Los 12 años de hielo y terror de la División Azul en las prisiones rusas

Soldados españoles, durante el asedio de Leningrado, en 1942.EFE

 

Cualquier página al azar por la que se abra De Leningrado a Odesa, de Gerardo Oroquieta y César García (nueva edición del sello Arzalia, después de 49 años en el olvido), tiene un pasaje conmovedor o un pedazo de información histórica asombrosa.

Por: El Mundo





Un ejemplo: página 185. Mayo de 1943. 70 prisioneros españoles, miembros de la División Azul apresados por el Ejército Rojo en la liberación de Leningrado, en febrero de 1942, son enviados a un bosque desde su campo de internamiento, Makarino. La comisaria que los dirige, una finlandesa, les reduce la dieta a la mitad (compuesta, hasta entonces, de «tres sopas de verdura, un par de cucharadas de puré y cebada y un trozo de arenque») y les encarga trasladar la leña talada en el bosque .El trabajo es una carga imposible para los españoles. Un preso, desesperado, escapa, cruza un río a nado y se topa con su campo de concentración, donde los oficiales soviéticos lo reciben respetuosamente, escuchan su relato y lo protegen. La comisaria finlandesa es relevada y los españoles, eximidos del trabajo en el bosque.

De Leningrado a Odesa está lleno de momentos así, mezcla de brutalidad e inesperada nobleza. En sus 657 páginas, Oroquieta, capitán de la Brigada Azul, narra los 12 años que pasó con sus soldados desde la derrota de Krasny Bor, el combate más destacado de los españoles que lucharon con la Wehrmacht, hasta la partida del Semiramis, el barco que llevó a los prisioneros falangistas de vuelta a casa desde el puerto de Odesa.

En medio, los supervivientes divisionarios vagabundearon por varios centros de internamiento. ¿Cómo de mal lo pasaron? «Lo pasaron fatal, porque, en comparación con los otros prisioneros de guerra de la URSS, los españoles estaban huérfanos», explica Ricardo Artola, editor de Arzalia. «En los campos de internamiento había, sobre todo, alemanes, húngaros, rumanos e italianos. Alemanes, húngaros y rumanos tenían estados socialistas que preguntaban por ellos. Los italianos tenían un partido comunista muy poderoso. En cambio, España no tenía relaciones diplomáticas con la URSS. Eso se notaba en cosas como que los españoles no pudieron enviar cartas a su familia hasta 1949».

■ **DATOS PROPORCIONADOS**:
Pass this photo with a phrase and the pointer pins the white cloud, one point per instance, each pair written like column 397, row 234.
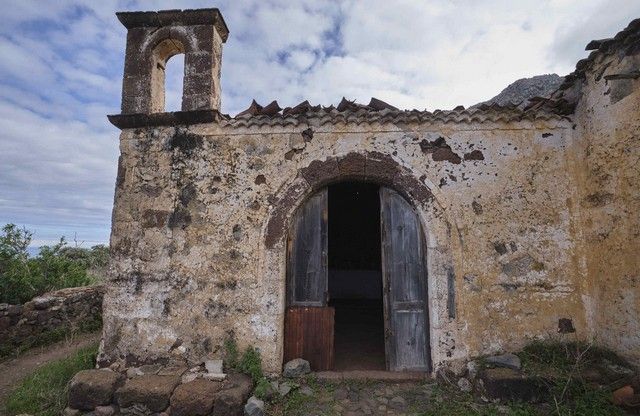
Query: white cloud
column 62, row 67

■ **CONSIGNA**: Según el texto sobre la División Azul, ¿cómo se llamaba el barco que llevó a los prisioneros falangistas de vuelta a casa desde el puerto de Odesa?

■ **RESPUESTA DEL EJERCICIO**: Se llamaba Semiramis.